╭─ Text provided
Subject: SCMP: VIPs & journalists clamour for an
audience w/Gusmao
Date: Sat, 03 Apr 1999 09:05:12 -0500
From: "John M. Miller" <fbp@igc.apc.org>South China Morning Post
Saturday, April 3, 1999
*East Timor: Gusmao industry working overtime as VIPs and journalists clamour for an
audience
JENNY GRANT in Jakarta
It could be described as the Gusmao industry: a trail of bureaucrats, volunteers,
guards and activists dedicated to ensuring Xanana Gusmao's well-being, media availability
and public image.
With three full-time volunteer staffers, a translator, rotating guards and a line of
diplomatic visitors, Gusmao is cementing his place as East Timor's most important
independence leader.
It is Saturday afternoon and he is doing a live satellite broadcast to Portugal from
the lounge of his white bungalow where he is held under house arrest.
Wearing a white silk tie and blue shirt, Gusmao looks cool under the lights and calmly
answers a barrage of questions in Portuguese. The previous day he had spoken live to a
television show in Australia.
Applications from journalists clamouring to meet the former guerilla have piled up in
the Justice and Foreign Affairs departments.
╰─
╭─ Given information
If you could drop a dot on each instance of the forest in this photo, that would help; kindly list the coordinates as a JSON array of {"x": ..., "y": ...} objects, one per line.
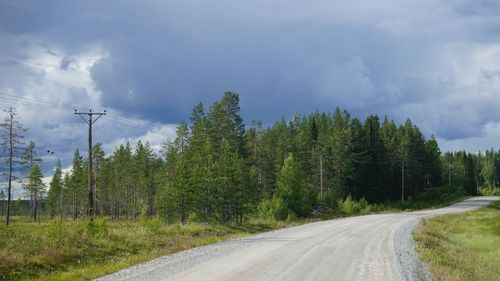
╰─
## Task instructions
1. Return the part of the Gusmao article from "It is Saturday" to "show in Australia.", word for word.
2. According to the Gusmao article, what was Gusmao wearing during the live satellite broadcast to Portugal?

## Per-task outputs
1.
It is Saturday afternoon and he is doing a live satellite broadcast to Portugal from
the lounge of his white bungalow where he is held under house arrest.
Wearing a white silk tie and blue shirt, Gusmao looks cool under the lights and calmly
answers a barrage of questions in Portuguese. The previous day he had spoken live to a
television show in Australia.

2. A white silk tie and a blue shirt.